ОТРЫВОК |

Автор «Войны миров» и «Машины времени» добивался, чтобы они официально стали мужем и женой, оформили свой брак. Того же, очевидно, хотел и Горький. Она постоянно уклонялась. Предпочитала свободу. Недаром Горький сказал: «Железная женщина».

Связав судьбу с Горьким, она не забывала Брюса Локкарта. Старая любовь не ржавеет, тем более прошедшая через такие испытания. Будучи женой Уэллса, Мура ездила в Советский Союз к Горькому.

Были у неё два мужа и двое детей. Но мужья и дети как-то не сыграли в её жизни значительной роли.

Имя Мура закрепилось за ней на всю жизнь. А звали её Мария Игнатьевна, в девичестве Закревская, потом — Бенкендорф, по первому мужу, русскому дипломату Ивану Александровичу Бенкендорфу. Затем Будберг — по второму мужу, барону Николаю Будбергу.

Строки из набора данных:
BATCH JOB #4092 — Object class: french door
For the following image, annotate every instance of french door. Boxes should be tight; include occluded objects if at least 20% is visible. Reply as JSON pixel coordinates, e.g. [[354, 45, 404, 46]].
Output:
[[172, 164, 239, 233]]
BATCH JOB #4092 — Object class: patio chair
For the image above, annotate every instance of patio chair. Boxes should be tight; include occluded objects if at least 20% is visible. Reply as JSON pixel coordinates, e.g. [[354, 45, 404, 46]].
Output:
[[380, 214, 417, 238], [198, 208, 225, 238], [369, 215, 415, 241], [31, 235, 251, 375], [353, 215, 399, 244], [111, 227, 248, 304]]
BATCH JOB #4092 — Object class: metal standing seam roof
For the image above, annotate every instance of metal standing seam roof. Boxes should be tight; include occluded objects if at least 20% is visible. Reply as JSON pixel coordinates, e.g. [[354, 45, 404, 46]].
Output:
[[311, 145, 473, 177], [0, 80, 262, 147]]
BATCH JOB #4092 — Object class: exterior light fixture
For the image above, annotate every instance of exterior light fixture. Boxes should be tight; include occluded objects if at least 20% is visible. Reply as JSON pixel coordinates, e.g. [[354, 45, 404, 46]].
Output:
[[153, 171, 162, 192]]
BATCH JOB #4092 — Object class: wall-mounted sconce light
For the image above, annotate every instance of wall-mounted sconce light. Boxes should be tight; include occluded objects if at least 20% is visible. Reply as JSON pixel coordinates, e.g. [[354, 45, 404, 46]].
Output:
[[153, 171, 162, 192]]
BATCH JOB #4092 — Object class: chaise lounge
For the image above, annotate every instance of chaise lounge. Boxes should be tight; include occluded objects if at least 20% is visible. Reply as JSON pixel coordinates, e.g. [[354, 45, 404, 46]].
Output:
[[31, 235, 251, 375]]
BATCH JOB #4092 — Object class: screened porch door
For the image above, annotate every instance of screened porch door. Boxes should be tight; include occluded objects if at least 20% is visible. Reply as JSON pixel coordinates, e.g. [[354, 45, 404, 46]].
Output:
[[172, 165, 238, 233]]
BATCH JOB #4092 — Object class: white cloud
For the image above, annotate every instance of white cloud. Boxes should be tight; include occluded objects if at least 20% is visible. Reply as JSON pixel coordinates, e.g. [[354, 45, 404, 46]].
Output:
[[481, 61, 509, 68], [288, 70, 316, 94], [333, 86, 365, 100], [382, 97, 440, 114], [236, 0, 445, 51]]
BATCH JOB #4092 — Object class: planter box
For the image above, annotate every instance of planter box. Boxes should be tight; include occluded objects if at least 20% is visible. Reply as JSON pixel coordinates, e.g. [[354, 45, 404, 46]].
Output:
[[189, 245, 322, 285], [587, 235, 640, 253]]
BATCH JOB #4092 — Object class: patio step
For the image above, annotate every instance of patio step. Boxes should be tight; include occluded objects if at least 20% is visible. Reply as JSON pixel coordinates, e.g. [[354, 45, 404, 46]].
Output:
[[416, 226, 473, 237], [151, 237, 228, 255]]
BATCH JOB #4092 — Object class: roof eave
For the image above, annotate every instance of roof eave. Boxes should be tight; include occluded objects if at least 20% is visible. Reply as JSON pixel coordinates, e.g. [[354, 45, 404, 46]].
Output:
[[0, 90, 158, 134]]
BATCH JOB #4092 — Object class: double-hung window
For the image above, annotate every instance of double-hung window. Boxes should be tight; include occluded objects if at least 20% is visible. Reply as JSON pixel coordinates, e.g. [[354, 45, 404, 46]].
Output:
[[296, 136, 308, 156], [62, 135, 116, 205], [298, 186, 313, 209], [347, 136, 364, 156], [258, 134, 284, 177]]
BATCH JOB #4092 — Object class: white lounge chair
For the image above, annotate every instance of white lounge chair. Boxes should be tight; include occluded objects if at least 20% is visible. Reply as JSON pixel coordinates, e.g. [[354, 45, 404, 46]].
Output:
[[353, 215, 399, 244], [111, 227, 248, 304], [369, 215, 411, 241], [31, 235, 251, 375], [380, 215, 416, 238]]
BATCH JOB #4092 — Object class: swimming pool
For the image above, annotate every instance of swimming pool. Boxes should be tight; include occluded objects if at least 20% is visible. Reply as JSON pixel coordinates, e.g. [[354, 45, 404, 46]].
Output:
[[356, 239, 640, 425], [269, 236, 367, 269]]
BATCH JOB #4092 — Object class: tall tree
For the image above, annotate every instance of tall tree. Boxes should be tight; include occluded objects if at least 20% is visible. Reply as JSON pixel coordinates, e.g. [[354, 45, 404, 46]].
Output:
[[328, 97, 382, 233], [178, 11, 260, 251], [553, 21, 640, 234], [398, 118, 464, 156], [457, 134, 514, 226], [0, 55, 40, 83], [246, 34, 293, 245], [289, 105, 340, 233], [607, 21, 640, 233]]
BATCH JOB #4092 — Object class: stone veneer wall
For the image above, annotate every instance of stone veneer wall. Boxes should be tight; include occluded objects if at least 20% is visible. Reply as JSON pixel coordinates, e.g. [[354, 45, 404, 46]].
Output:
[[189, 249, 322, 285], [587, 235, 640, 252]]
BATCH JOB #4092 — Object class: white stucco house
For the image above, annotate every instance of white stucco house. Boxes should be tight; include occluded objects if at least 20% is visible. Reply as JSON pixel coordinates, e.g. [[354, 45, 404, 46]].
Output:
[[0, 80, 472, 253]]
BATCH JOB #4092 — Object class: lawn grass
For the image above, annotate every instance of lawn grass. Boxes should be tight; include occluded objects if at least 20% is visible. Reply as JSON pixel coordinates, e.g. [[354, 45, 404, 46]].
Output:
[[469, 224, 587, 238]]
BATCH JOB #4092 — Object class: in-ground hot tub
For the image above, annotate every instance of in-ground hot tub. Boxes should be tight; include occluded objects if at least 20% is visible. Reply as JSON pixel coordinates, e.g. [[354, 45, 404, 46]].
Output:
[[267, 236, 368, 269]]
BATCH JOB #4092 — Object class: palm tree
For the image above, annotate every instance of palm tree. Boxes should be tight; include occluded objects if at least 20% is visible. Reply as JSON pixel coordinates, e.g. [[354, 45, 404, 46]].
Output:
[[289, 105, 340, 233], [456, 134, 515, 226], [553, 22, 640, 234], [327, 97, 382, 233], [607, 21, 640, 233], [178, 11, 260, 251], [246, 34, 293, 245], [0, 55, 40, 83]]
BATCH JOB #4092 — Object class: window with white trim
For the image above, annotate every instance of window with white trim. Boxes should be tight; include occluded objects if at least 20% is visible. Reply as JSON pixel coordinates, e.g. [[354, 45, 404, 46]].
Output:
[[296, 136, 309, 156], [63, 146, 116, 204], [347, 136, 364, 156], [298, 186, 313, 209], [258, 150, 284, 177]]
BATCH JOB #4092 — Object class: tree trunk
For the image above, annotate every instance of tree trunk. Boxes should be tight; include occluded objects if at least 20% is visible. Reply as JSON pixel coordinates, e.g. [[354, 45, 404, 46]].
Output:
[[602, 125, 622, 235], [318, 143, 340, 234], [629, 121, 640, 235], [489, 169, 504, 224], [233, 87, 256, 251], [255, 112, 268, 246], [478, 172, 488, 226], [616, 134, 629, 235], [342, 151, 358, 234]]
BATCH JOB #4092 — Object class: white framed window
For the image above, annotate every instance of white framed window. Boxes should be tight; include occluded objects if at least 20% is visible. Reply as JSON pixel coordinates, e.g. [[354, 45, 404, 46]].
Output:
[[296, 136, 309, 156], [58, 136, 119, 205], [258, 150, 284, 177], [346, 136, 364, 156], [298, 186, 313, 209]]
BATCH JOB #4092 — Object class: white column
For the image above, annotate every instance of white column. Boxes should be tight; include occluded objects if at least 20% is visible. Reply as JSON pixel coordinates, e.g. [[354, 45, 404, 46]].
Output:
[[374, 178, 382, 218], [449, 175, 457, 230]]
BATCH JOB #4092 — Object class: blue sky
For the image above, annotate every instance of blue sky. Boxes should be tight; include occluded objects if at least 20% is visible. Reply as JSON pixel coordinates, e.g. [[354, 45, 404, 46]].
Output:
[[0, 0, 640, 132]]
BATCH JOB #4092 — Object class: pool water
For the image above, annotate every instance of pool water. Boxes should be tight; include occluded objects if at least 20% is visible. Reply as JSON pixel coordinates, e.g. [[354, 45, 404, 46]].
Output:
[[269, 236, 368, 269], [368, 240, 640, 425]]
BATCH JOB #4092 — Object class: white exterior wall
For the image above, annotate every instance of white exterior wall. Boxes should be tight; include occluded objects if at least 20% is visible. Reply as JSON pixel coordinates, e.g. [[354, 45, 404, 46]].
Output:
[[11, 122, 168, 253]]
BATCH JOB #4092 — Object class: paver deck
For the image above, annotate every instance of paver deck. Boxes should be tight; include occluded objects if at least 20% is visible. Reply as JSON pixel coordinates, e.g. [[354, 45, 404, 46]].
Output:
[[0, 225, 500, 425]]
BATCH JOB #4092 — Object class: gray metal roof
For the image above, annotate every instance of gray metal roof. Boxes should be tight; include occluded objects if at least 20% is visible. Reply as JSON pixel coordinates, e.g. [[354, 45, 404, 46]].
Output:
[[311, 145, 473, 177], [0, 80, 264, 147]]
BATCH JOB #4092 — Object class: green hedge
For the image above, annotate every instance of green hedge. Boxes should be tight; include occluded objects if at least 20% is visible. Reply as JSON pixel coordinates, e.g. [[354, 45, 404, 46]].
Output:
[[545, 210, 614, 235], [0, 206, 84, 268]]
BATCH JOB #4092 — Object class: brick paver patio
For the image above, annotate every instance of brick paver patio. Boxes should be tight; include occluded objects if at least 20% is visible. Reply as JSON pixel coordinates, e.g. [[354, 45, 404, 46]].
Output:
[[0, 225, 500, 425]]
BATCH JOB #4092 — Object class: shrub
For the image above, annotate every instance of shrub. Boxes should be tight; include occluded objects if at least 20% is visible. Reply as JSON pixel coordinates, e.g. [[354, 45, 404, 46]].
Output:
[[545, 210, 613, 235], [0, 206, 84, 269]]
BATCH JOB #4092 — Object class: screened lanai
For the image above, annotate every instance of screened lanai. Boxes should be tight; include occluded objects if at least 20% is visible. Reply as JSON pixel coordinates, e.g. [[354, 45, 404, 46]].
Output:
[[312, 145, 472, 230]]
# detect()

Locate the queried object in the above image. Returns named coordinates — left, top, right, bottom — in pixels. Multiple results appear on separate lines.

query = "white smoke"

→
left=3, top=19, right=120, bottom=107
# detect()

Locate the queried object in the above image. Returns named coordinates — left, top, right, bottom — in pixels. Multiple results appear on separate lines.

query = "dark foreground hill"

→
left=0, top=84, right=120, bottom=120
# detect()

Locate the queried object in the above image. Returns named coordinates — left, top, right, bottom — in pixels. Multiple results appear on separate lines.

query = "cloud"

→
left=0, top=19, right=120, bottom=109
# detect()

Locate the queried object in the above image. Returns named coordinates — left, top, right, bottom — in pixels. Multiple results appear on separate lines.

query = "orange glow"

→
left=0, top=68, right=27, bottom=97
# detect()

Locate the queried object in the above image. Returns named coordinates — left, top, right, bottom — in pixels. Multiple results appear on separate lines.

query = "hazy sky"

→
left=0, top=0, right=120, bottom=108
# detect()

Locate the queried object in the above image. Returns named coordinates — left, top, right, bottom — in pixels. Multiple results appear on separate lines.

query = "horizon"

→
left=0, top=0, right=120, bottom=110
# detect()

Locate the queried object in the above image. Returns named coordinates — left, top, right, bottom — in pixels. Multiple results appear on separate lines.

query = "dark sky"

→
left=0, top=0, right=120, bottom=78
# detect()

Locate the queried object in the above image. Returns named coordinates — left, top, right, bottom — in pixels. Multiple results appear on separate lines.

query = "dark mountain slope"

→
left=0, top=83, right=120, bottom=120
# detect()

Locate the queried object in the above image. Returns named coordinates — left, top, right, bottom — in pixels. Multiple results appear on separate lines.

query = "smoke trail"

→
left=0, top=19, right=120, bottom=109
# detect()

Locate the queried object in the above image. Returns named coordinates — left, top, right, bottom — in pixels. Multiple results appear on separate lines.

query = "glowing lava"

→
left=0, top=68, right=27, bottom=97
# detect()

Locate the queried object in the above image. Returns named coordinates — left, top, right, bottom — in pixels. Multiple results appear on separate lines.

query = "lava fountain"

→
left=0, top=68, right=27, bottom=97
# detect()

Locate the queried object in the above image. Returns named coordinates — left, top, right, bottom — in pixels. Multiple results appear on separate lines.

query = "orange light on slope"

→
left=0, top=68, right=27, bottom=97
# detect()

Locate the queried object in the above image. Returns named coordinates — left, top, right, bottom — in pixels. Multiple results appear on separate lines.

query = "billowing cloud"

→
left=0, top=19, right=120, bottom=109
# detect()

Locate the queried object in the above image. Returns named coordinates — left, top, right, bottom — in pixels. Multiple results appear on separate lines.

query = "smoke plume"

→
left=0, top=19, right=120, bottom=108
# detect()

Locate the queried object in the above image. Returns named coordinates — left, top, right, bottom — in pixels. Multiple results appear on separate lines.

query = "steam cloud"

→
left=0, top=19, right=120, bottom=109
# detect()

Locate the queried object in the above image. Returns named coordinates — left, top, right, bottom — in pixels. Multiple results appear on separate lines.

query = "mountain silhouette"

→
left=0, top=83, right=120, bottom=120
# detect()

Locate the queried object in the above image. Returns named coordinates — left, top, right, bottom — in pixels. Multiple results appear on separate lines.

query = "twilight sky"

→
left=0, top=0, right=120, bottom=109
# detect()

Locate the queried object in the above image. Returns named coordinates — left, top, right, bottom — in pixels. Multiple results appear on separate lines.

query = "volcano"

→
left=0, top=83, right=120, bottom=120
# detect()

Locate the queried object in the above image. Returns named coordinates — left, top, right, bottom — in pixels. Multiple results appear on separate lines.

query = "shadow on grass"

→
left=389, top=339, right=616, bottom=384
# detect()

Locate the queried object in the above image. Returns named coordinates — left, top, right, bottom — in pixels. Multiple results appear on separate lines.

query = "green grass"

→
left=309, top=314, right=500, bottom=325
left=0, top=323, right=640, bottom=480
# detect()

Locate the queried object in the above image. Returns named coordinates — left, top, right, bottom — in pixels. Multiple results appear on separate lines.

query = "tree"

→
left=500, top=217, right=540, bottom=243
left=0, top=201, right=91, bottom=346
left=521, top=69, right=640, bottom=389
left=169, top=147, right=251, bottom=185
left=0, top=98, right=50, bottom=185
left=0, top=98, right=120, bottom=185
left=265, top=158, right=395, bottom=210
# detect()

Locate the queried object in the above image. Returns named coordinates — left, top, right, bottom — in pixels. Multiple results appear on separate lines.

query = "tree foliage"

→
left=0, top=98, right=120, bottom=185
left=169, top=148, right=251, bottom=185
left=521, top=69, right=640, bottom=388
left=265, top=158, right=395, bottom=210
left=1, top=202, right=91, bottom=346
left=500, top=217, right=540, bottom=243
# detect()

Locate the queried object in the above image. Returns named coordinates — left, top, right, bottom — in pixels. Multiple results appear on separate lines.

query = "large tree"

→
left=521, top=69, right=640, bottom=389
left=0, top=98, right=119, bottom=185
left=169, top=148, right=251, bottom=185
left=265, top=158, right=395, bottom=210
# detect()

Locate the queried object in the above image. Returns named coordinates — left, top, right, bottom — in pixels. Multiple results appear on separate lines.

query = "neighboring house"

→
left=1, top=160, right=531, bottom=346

ЧТО СДЕЛАТЬ | Перепечатайте дословно часть отрывка: начните со слов «Связав судьбу с» и остановитесь после слов «Союз к Горькому.».

ОТВЕТ К ЗАДАНИЮ |
Связав судьбу с Горьким, она не забывала Брюса Локкарта. Старая любовь не ржавеет, тем более прошедшая через такие испытания. Будучи женой Уэллса, Мура ездила в Советский Союз к Горькому.